SOURCE PASSAGE
---
How to Grow Black-Eyed Susan Flowers

Black-Eyed Susan 2021

Native to North America, Black-Eyed Susan plants are prolific wildflowers that have become popular in the home flower garden. They are bush habit plants, separate and distinct from Black-Eyed Susan Vines. Also called Gloriosa Daisy, flower colors include yellow, orange, and gold colors. Growing Black-Eyed Susan Flowers is very easy, requiring little attention to produce plentiful and colorful blooms.

Almost everyone knows this American wildflower. It has a lovely, warm color, daisy shape, easy to grow in any sunny place. established plants need little attention.

Black-Eyed Susans are great cut for bouquets or vases.

Other Names / Notable Varieties: Brown-Eyed Susan, Gloriosa Daisy

Plant Height: 24″ to 36″.

Flowers Bloom: Summer through Fall

Grow Black-Eyed Susan in masses in flower gardens,or broadcast spread seeds as wildflower

Perennial, Rudbeckia Hirta

Perennial Black-Eyed Susan Flower Propagation

These plants are grown from seed. If started early in the spring, you may get blooms the first year. The seeds can be directly seeded into your flower garden as soon as the soil can be worked in the spring or later in the summer or fall for flowers next year.
---
ACTIONS TO TAKE
1: Do these statements agree with the Black-Eyed Susan guide? (a) The flowers bloom from spring through summer. (b) Plants started early in spring may bloom in their first year. (c) Black-Eyed Susan plants are the same as Black-Eyed Susan Vines. Answer yes or no for each, quoting the deciding words of the guide.
2: Write out the Black-Eyed Susan guide from "Grow Black-Eyed Susan in" up to and including "flowers next year.".
3: What comes next in the Black-Eyed Susan guide? Continue it from the point where it stops.

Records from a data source
---
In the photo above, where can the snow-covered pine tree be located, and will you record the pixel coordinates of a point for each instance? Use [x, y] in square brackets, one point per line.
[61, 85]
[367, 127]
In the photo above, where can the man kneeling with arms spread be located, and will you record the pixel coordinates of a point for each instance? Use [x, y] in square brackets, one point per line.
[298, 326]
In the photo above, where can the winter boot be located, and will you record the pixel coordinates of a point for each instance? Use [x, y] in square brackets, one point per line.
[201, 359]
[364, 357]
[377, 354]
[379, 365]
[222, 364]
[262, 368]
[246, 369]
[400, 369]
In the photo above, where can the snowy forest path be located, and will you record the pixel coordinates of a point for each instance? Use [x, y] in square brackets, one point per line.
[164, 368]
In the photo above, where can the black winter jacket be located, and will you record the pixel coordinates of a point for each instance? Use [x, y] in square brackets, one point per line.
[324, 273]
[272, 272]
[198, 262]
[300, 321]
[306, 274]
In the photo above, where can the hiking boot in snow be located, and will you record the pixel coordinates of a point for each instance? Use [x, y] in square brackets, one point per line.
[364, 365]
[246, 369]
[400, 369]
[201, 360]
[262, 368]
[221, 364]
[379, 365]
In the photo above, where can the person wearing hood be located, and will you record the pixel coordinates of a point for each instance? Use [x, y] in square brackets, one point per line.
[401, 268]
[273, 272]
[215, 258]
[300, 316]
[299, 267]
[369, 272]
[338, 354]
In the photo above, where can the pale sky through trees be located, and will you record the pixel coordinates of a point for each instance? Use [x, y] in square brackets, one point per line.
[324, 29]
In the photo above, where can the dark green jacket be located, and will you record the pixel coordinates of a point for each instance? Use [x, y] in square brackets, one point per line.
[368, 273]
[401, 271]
---
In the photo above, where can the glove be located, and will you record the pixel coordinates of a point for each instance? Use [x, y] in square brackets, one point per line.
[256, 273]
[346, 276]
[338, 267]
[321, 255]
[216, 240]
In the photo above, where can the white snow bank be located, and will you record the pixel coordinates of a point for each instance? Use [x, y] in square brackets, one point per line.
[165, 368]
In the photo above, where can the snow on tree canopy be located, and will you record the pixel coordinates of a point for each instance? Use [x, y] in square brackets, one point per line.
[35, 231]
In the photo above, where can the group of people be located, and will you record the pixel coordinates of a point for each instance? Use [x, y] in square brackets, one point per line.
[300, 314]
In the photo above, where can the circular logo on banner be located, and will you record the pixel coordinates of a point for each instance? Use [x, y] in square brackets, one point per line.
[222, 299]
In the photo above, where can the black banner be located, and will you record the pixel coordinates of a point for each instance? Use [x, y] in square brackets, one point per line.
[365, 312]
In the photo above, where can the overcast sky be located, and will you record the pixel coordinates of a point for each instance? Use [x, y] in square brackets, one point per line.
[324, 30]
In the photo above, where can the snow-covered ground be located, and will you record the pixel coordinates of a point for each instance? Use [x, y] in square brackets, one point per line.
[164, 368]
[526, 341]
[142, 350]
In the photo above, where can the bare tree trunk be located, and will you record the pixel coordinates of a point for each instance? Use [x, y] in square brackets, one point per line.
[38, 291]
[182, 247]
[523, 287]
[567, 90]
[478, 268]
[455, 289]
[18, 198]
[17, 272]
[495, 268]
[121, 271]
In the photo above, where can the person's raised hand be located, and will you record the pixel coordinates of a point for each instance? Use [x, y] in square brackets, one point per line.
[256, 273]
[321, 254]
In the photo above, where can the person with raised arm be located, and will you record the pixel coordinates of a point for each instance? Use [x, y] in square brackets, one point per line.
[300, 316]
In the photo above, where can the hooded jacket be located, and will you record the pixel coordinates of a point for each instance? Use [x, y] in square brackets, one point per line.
---
PER-TASK ANSWERS
1:
(a) No: "Flowers Bloom: Summer through Fall"
(b) Yes: "If started early in the spring, you may get blooms the first year."
(c) No: "separate and distinct from Black-Eyed Susan Vines"

2:
Grow Black-Eyed Susan in masses in flower gardens,or broadcast spread seeds as wildflower

Perennial, Rudbeckia Hirta

Perennial Black-Eyed Susan Flower Propagation

These plants are grown from seed. If started early in the spring, you may get blooms the first year. The seeds can be directly seeded into your flower garden as soon as the soil can be worked in the spring or later in the summer or fall for flowers next year.

3:
You can also start plants indoors, 6-8 weeks before the last frost date for your area.

Important: Black-Eyed Susan seeds need light to germinate. Plant very shallow.

The plants grow 2-3 feet tall. Flowers bloom atop long stems. If grown in flower gardens, space 1 to 1/12 feet apart.

Days to Germinate: 10 – 15

Plants can also be propagated, division. Dig up plants, separate them into clumps, and re-plant the clumps.

Black-Eyed Susan Perennials

How to Grow Perennial Black-Eyed Susan Flowers

Black-Eyed Susan Flowers

These perennials are very easy to grow. The plants like full sun. They will do well in average soils and even poor soils. They also tolerate dry soil conditions. While you do not need to water or fertilize Black-Eyed Susan plants, a little extra love and care will be rewarded with more blooms.

Keep plants well weeded when young. Established will grow in thick clumps, and usually will not need weeding. The plants will tolerate a little crowding and look their best in groups.

Once your plants are established, they will grow well unattended for many years.

Separate the clumps after a few years, or the plants will crowd each other out, resulting in smaller plants and flowers.

Garden Tip: Deadhead spent blooms, to prolong the blooming period.

Ideal Soil pH: 6.0 – 7.7.

Also, See:

Plant Problems – causes and cures

Insects and Plant Disease

Black-Eyed Susan is resistant to insects and disease. If insect or disease problems occur, treat early with organic or chemical insect repellents and fungicide.